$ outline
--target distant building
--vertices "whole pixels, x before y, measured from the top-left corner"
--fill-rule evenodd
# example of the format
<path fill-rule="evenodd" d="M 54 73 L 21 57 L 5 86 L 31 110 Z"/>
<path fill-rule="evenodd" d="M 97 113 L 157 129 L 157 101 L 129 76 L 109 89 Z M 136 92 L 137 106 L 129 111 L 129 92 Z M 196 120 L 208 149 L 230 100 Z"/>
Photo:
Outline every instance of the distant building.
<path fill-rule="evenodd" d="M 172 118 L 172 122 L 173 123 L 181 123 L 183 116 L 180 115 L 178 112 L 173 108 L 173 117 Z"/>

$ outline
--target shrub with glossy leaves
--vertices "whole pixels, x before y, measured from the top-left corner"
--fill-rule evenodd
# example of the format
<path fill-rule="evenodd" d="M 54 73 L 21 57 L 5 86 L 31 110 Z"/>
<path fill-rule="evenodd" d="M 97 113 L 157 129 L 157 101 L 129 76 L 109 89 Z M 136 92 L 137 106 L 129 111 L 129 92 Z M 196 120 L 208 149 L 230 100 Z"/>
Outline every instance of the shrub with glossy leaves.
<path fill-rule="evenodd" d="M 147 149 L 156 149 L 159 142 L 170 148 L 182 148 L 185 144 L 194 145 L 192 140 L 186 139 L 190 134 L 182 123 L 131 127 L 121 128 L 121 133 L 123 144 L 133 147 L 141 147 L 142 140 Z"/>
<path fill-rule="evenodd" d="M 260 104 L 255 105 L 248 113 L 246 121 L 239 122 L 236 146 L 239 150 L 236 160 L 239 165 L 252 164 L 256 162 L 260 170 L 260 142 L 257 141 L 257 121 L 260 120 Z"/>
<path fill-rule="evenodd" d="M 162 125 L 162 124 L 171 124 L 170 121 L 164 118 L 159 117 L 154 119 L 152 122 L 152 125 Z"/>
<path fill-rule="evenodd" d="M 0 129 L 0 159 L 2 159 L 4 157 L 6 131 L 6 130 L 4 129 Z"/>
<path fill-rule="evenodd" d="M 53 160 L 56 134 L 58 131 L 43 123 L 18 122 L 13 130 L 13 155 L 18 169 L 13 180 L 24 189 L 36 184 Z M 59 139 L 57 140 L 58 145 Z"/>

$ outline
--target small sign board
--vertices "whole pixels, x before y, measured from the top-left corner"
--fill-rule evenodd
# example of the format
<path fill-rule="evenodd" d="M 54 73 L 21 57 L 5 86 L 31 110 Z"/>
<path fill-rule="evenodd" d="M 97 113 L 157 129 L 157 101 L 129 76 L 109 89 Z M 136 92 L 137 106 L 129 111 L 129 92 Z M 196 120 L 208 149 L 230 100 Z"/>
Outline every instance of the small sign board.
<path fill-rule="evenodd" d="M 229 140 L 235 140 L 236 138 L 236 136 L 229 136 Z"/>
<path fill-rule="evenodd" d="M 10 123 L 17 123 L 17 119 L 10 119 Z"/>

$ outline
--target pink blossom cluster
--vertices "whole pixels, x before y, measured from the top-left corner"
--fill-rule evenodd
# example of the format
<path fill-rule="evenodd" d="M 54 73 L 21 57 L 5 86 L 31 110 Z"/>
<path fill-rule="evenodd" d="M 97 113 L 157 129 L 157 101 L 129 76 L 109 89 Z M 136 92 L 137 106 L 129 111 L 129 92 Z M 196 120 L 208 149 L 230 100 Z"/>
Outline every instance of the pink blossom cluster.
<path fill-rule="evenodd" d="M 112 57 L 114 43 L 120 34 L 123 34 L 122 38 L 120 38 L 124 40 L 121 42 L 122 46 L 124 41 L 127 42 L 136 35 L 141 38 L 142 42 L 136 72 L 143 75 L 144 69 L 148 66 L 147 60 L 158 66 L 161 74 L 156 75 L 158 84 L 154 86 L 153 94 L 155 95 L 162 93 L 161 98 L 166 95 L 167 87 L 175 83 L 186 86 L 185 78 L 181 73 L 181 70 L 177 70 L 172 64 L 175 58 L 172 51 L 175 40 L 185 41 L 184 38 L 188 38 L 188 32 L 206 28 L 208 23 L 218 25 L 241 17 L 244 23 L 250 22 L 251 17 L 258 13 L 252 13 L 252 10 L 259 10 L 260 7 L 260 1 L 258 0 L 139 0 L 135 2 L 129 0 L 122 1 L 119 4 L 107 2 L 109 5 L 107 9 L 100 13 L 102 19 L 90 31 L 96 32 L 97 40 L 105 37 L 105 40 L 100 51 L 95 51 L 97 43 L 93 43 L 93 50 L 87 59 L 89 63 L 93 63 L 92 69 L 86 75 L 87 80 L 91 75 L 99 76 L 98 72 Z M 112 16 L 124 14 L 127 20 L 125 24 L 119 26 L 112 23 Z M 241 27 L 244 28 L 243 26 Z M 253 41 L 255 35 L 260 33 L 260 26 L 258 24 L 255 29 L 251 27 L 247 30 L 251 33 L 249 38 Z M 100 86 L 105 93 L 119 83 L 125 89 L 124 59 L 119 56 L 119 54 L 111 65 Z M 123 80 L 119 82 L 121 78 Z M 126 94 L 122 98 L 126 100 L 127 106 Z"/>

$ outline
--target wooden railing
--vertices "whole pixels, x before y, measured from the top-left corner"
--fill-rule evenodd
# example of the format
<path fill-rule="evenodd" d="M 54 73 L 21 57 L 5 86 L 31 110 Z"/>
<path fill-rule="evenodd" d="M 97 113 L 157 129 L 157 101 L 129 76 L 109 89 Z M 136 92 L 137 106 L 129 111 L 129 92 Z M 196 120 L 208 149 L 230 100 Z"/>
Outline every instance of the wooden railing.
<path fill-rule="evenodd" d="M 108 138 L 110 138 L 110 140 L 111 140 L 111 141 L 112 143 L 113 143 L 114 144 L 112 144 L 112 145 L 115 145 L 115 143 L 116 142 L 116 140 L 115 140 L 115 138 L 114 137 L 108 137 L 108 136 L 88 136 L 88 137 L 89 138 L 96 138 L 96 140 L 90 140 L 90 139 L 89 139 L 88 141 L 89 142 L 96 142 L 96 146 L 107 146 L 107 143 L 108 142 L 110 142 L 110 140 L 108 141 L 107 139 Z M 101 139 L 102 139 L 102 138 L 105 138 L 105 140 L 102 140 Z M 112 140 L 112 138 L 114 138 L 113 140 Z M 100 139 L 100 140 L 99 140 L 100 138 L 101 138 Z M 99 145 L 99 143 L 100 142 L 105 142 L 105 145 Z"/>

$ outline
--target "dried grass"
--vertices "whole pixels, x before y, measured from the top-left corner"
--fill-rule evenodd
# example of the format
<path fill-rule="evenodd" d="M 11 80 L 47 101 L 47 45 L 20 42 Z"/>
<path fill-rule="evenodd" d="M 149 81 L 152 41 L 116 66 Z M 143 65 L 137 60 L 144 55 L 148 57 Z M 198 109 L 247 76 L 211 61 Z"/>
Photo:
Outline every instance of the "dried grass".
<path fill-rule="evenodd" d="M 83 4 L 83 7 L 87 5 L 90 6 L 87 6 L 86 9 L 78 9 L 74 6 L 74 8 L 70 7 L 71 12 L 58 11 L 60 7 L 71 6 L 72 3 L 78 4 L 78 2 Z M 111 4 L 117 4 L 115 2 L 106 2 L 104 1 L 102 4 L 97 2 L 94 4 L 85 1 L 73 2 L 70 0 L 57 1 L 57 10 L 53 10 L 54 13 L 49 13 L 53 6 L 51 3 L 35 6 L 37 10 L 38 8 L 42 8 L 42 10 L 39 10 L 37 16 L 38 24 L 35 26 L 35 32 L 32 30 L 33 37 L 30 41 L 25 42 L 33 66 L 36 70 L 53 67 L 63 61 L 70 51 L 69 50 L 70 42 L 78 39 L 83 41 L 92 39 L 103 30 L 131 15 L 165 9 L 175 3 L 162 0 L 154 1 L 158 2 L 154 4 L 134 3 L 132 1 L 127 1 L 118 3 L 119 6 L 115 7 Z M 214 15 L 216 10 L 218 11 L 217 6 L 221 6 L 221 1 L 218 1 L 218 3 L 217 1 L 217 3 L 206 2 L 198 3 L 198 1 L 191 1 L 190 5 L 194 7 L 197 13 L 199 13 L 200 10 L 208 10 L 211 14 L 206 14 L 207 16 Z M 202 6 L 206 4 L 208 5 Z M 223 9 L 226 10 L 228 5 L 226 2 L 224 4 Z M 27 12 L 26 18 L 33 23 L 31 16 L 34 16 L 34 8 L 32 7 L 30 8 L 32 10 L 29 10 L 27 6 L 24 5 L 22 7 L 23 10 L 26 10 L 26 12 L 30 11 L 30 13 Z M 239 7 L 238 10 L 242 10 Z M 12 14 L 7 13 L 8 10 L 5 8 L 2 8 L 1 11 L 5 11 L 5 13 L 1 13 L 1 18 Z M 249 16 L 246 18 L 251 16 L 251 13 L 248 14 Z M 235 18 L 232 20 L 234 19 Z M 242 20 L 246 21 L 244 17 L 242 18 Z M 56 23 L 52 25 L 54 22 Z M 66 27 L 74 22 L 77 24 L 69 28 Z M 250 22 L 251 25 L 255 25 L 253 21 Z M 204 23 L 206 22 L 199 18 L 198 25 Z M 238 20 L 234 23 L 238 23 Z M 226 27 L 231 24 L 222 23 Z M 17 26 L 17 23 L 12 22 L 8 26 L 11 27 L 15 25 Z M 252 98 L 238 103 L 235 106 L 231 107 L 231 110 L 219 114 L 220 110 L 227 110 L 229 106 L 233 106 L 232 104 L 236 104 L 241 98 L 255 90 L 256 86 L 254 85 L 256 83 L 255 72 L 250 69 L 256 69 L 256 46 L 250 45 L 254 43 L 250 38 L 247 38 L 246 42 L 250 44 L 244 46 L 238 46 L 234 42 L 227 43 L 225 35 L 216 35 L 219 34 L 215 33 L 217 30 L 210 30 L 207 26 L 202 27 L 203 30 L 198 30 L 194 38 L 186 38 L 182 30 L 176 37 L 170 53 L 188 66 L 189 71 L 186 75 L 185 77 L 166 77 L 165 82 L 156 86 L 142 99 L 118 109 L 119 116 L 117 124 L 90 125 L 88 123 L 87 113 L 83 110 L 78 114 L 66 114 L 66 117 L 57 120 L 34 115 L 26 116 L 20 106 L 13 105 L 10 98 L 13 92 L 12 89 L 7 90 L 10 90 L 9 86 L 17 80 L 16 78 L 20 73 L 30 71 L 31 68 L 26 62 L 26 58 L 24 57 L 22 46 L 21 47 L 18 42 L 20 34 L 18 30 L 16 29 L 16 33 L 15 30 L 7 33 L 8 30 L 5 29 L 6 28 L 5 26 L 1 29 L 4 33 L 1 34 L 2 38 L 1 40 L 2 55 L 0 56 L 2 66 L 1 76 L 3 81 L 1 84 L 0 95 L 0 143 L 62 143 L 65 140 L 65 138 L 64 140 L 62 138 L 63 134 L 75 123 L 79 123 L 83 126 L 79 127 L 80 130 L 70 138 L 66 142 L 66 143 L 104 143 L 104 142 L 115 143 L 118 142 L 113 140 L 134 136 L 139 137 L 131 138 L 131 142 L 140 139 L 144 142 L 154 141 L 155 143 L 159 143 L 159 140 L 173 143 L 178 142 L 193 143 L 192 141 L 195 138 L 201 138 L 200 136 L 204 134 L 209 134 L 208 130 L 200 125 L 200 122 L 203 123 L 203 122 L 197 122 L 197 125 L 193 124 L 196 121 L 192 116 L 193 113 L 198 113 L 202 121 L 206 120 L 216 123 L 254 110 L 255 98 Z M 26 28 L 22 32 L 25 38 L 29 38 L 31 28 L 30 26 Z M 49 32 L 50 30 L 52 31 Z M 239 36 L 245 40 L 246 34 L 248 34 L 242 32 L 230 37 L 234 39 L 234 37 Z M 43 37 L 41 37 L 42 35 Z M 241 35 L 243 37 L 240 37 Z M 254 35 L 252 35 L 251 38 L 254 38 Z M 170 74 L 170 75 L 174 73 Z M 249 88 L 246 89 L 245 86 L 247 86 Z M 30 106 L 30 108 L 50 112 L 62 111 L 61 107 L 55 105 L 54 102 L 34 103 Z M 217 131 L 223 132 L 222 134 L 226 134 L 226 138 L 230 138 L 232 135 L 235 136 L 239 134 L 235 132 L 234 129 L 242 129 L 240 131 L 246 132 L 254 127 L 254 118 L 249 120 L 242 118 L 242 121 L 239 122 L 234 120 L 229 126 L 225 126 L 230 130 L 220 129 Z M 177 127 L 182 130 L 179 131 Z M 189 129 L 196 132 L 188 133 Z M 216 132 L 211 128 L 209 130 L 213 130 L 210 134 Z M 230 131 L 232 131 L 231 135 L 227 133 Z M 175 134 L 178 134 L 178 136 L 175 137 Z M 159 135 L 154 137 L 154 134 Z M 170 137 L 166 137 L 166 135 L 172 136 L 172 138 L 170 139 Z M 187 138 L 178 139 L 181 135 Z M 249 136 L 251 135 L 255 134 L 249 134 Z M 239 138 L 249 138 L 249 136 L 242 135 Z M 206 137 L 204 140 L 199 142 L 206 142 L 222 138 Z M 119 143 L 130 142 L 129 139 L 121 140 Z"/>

- **TASK DESCRIPTION**: Rewrite everything from the start of the entries down to the line containing "172 118 L 172", renaming "distant building" to "far-off building" and leaving all else unchanged.

- **THE REPLY**:
$ outline
--target far-off building
--vertices "whole pixels, x before y, measured from the top-left corner"
--fill-rule evenodd
# example of the format
<path fill-rule="evenodd" d="M 54 73 L 21 57 L 5 86 L 31 110 Z"/>
<path fill-rule="evenodd" d="M 97 113 L 157 129 L 157 101 L 129 76 L 109 89 Z M 136 92 L 137 106 L 129 111 L 129 92 Z M 196 120 L 208 149 L 230 100 Z"/>
Photo:
Outline every instance of the far-off building.
<path fill-rule="evenodd" d="M 172 118 L 172 122 L 173 123 L 181 123 L 183 116 L 180 115 L 178 112 L 173 108 L 173 117 Z"/>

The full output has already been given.